··· Input ···

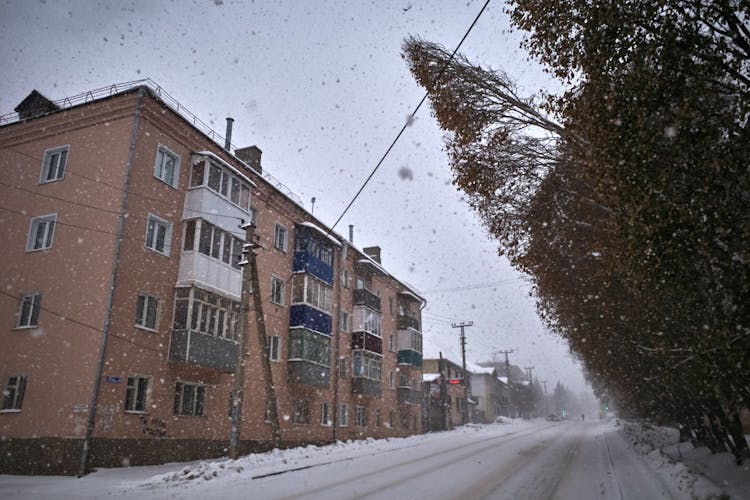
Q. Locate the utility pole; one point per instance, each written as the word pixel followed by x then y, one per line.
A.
pixel 466 375
pixel 251 286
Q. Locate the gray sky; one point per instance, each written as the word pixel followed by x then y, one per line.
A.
pixel 321 88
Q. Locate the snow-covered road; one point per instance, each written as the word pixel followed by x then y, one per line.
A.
pixel 523 460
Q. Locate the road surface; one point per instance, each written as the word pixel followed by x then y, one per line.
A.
pixel 530 460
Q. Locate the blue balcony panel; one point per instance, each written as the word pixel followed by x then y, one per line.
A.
pixel 410 357
pixel 310 318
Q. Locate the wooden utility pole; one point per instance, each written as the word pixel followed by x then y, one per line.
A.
pixel 251 286
pixel 466 374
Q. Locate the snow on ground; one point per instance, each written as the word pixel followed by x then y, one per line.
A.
pixel 696 471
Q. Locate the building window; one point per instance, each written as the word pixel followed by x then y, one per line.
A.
pixel 343 415
pixel 280 237
pixel 204 312
pixel 136 393
pixel 28 314
pixel 277 291
pixel 345 280
pixel 324 419
pixel 367 320
pixel 41 232
pixel 167 166
pixel 274 347
pixel 189 399
pixel 53 167
pixel 301 413
pixel 13 393
pixel 360 416
pixel 146 311
pixel 305 345
pixel 158 234
pixel 344 326
pixel 368 365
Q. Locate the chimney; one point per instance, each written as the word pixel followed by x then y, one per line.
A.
pixel 228 138
pixel 35 104
pixel 251 156
pixel 373 253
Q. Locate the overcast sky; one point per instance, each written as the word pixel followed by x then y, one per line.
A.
pixel 322 89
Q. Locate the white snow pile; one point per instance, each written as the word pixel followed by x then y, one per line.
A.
pixel 698 473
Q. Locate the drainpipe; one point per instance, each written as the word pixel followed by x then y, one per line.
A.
pixel 112 284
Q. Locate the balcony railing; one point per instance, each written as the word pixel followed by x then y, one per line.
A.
pixel 405 322
pixel 205 350
pixel 409 396
pixel 366 386
pixel 363 297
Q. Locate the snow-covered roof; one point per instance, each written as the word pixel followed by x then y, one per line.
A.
pixel 232 168
pixel 322 232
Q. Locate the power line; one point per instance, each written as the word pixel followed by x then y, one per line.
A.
pixel 411 117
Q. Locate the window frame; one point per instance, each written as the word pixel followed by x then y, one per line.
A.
pixel 274 348
pixel 33 313
pixel 165 151
pixel 14 404
pixel 167 243
pixel 301 412
pixel 50 221
pixel 280 229
pixel 136 393
pixel 325 421
pixel 141 317
pixel 277 290
pixel 46 163
pixel 197 403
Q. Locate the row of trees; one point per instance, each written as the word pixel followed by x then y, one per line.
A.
pixel 626 198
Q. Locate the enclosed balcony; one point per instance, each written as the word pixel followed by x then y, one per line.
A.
pixel 364 297
pixel 190 346
pixel 407 395
pixel 405 322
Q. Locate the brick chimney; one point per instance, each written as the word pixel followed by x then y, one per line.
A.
pixel 35 104
pixel 373 253
pixel 251 156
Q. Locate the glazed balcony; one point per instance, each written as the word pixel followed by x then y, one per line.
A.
pixel 407 395
pixel 364 297
pixel 197 348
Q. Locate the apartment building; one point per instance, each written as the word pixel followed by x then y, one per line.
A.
pixel 121 308
pixel 444 386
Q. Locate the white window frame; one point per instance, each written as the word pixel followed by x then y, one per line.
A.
pixel 280 237
pixel 360 416
pixel 47 223
pixel 14 404
pixel 141 316
pixel 343 415
pixel 162 152
pixel 60 154
pixel 344 320
pixel 274 348
pixel 277 290
pixel 133 384
pixel 324 417
pixel 29 318
pixel 157 223
pixel 195 388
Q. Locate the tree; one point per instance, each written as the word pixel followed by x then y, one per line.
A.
pixel 626 197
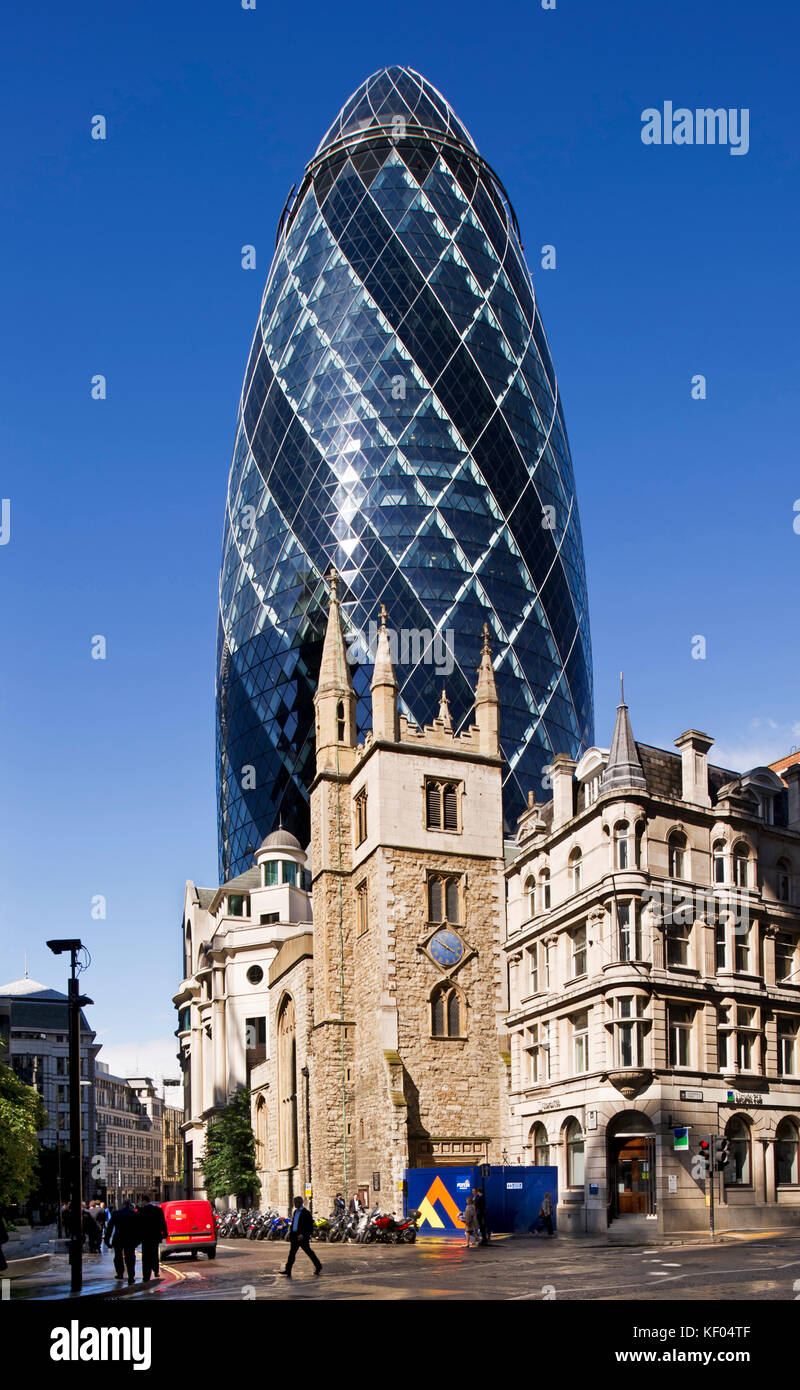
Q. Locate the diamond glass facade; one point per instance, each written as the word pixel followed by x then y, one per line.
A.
pixel 400 419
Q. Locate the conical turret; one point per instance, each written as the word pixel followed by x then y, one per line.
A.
pixel 335 698
pixel 624 770
pixel 486 702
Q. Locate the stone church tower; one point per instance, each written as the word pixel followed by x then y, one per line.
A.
pixel 407 1050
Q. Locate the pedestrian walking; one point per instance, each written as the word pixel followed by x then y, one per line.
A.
pixel 122 1235
pixel 153 1230
pixel 299 1237
pixel 100 1219
pixel 471 1229
pixel 92 1228
pixel 481 1214
pixel 546 1215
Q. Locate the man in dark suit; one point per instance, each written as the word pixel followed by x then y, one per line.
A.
pixel 153 1226
pixel 300 1236
pixel 122 1233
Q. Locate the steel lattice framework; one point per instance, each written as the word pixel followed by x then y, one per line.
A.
pixel 400 419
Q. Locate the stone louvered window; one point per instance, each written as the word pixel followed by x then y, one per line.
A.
pixel 445 898
pixel 361 908
pixel 442 805
pixel 360 809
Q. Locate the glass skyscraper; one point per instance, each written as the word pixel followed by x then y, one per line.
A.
pixel 400 420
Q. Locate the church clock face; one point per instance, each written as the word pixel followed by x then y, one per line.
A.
pixel 446 948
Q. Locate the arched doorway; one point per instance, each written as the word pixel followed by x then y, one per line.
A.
pixel 631 1154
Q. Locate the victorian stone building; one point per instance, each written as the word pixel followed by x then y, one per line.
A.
pixel 602 994
pixel 654 986
pixel 236 940
pixel 407 1062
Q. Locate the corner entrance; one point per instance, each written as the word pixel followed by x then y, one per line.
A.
pixel 631 1157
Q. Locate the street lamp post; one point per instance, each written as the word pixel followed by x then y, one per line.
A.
pixel 75 1166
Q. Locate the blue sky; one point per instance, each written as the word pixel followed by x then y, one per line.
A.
pixel 122 257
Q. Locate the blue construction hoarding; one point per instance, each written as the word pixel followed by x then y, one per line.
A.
pixel 513 1197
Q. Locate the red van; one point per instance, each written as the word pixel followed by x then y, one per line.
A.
pixel 190 1226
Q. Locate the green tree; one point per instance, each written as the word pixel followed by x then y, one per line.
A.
pixel 229 1164
pixel 21 1116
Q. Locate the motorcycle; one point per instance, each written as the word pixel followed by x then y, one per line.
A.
pixel 322 1228
pixel 367 1230
pixel 278 1228
pixel 407 1228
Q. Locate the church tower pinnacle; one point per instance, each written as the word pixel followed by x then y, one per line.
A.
pixel 335 698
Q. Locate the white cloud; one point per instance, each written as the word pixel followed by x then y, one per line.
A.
pixel 764 744
pixel 153 1057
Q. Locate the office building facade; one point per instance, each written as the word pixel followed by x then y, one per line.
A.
pixel 400 419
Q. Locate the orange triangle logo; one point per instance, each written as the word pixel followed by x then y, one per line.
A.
pixel 438 1193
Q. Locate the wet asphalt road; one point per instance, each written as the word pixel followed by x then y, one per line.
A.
pixel 753 1268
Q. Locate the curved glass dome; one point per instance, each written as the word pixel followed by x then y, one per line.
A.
pixel 400 419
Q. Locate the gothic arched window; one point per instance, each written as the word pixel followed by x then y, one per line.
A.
pixel 286 1084
pixel 446 1012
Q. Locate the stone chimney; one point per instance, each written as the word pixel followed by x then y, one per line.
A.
pixel 335 698
pixel 561 776
pixel 792 779
pixel 385 722
pixel 695 766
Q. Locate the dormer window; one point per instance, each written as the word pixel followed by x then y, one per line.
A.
pixel 742 866
pixel 677 855
pixel 621 844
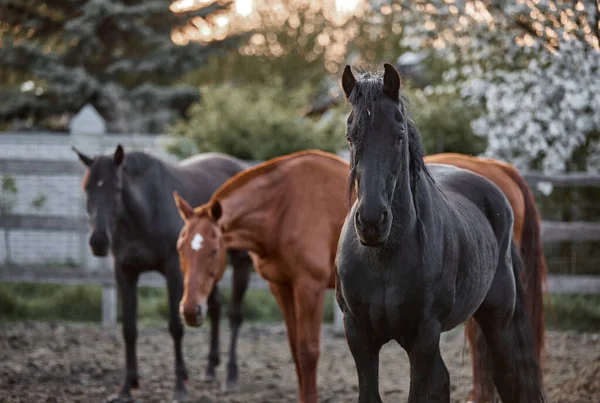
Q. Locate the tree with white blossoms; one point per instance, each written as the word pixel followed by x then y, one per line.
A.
pixel 533 65
pixel 545 116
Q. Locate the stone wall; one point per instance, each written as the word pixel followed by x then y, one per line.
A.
pixel 62 192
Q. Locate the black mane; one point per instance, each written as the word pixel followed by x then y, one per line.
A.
pixel 365 99
pixel 137 162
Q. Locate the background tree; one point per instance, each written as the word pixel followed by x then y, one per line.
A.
pixel 117 54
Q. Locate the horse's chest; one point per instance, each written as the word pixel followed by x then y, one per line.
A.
pixel 271 270
pixel 136 255
pixel 388 303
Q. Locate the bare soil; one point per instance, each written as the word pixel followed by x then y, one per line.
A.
pixel 66 362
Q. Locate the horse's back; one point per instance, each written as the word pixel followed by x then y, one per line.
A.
pixel 212 163
pixel 474 199
pixel 498 172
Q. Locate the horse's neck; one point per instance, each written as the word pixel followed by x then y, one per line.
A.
pixel 249 214
pixel 138 196
pixel 405 215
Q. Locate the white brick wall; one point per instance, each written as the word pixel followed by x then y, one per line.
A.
pixel 64 195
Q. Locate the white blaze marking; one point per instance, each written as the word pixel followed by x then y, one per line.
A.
pixel 197 241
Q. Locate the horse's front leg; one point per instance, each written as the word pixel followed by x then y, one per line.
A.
pixel 483 386
pixel 175 289
pixel 242 266
pixel 214 311
pixel 127 284
pixel 308 302
pixel 365 351
pixel 429 378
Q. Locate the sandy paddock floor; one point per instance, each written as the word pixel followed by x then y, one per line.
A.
pixel 66 362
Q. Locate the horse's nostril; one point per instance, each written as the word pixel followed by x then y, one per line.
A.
pixel 384 216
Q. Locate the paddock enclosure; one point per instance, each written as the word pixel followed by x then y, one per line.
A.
pixel 67 362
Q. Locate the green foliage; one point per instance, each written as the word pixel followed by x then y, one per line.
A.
pixel 254 122
pixel 445 122
pixel 58 56
pixel 8 194
pixel 84 303
pixel 50 302
pixel 39 201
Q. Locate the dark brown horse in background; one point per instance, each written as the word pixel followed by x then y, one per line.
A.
pixel 271 210
pixel 527 236
pixel 132 215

···

◆ Problem details
Find the word "pole" in the data and copy out each line where it turns up.

◆ Output for this exercise
Q. Locate the utility pole; one point per instance, each written as the word pixel followed by x then y, one per line.
Q. Locate the wooden utility pole; one point per instance, each written as the word pixel followed by x then y, one per line.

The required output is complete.